TASK 1: Reproduce verbatim the lines of the dataset records from the line containing "Practice. Spot the car windshield" through the end of the records, inclusive.

══ PASSAGE GIVEN

I think it’s great that since this year marks the franchise’s 50th anniversary, Skyfall is one of the most personal Bond films ever as it touched upon who he was before he became the secret agent we’ve come to know and love. I always enjoy seeing the more ‘human’ side of our super spy, it certainly makes for a thrilling and also poignant story. Daniel Craig is even more confident in his third outing, but he also has the right amount of vulnerability to balance that grit, which adds more depth to Bond the way Timothy Dalton did with character two decades earlier. Clearly people are much more ready for such an interpretation now.

As we’ve been talking about Bond villains as part of the 007 Chatter series, suffice to say that Raoul Silva will NOT end up in the WORST list. Though the personal vendetta motive of the villain is hardly groundbreaking, it still feel fresh thanks to Javier Bardem‘s performance. Creating a genuine tension between Bond and his villain is no small feat as we’ve seen it so many times before. Yet the encounter between the ever-so-creepy Silva and Bond is quite fascinating, what with the homoerotic intimidation that treads between sinister and amusing.

════
══ DATA SUPPLIED

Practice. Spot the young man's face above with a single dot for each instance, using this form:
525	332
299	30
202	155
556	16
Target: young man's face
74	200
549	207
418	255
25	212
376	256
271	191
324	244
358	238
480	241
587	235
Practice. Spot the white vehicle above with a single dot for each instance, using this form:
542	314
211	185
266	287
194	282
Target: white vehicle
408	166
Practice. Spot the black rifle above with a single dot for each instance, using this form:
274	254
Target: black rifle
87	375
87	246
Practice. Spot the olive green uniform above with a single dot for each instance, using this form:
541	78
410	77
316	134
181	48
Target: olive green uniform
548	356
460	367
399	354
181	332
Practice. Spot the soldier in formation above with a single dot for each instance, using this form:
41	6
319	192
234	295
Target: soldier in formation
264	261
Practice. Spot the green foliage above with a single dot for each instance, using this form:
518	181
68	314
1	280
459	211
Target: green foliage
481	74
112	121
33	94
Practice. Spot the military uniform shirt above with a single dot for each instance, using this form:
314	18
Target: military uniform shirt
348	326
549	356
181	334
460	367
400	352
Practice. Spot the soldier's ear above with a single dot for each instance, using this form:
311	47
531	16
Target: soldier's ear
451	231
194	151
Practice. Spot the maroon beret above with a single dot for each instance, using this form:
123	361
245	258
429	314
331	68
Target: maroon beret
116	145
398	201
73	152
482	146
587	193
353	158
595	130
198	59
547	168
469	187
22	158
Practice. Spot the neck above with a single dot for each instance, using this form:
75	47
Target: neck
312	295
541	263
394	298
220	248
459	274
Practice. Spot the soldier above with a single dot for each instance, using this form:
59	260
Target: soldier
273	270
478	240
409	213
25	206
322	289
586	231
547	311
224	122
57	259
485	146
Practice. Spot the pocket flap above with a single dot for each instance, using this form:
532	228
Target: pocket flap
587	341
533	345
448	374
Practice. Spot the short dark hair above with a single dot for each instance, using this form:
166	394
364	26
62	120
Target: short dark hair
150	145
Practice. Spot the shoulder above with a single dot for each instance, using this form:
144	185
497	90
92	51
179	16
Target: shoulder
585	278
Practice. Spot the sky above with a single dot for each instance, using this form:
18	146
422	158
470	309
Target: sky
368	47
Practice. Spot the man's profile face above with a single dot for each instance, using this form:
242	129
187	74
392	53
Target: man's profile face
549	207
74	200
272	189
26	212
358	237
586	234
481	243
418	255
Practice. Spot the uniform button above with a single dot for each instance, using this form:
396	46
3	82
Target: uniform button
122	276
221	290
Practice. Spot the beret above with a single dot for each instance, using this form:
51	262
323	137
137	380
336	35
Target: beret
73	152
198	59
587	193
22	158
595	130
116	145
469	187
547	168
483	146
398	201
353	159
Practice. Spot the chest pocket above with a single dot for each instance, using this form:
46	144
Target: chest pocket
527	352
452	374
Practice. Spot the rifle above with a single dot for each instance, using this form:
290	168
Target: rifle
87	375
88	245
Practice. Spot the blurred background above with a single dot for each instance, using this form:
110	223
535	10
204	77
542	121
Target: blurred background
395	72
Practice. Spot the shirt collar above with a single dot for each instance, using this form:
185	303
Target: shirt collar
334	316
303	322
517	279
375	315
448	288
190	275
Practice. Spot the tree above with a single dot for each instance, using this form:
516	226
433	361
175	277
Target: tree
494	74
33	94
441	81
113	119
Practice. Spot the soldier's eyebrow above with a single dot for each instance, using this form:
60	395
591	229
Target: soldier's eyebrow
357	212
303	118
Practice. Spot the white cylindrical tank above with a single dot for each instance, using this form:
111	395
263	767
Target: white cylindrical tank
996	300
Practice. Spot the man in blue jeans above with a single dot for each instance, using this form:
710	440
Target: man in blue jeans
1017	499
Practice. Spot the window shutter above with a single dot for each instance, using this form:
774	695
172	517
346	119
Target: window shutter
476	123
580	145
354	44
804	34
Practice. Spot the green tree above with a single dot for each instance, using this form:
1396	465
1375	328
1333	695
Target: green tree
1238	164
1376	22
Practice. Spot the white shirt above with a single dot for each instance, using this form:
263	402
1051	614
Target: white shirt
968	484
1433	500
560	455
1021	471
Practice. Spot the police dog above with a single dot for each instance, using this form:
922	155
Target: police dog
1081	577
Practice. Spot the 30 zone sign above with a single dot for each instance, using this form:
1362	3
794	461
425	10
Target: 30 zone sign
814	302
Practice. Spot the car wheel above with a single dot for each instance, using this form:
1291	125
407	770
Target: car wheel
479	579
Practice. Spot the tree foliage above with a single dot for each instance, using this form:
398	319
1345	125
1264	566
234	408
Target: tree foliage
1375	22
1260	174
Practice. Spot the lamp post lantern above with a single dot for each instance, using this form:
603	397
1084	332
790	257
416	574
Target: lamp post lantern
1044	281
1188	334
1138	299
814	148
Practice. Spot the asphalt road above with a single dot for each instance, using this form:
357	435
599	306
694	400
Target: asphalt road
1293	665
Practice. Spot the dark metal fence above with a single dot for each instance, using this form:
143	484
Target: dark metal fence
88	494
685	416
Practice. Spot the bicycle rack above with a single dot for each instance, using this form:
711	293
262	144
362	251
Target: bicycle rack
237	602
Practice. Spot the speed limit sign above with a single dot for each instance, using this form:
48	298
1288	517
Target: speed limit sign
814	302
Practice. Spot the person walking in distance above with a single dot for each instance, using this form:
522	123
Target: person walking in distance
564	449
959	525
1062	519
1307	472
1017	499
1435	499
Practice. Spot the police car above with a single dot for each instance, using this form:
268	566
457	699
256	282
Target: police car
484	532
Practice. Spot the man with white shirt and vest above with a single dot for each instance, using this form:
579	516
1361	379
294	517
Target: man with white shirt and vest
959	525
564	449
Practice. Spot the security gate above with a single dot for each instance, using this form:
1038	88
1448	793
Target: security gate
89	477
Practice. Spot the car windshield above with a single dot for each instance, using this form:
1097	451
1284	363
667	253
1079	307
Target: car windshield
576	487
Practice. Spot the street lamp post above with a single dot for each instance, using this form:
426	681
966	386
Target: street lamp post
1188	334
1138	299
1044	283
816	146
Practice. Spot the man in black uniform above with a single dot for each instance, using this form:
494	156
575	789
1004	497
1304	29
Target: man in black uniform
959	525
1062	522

════

TASK 2: In the Skyfall review, whose performance keeps the villain's personal vendetta motive feeling fresh?

EXERCISE RESULT 1:
Practice. Spot the car windshield above with a single dot for each instance, using this form:
1097	451
1284	363
667	253
1079	307
Target: car windshield
576	487
Practice. Spot the street lamp post above with a single dot for each instance, using this form:
426	681
966	386
Target: street lamp post
1188	334
1138	299
1044	283
816	146
Practice. Spot the man in black uniform above with a single dot for each instance, using this form:
494	156
575	789
1004	497
1304	29
Target: man in black uniform
959	525
1062	522

EXERCISE RESULT 2: Javier Bardem's performance.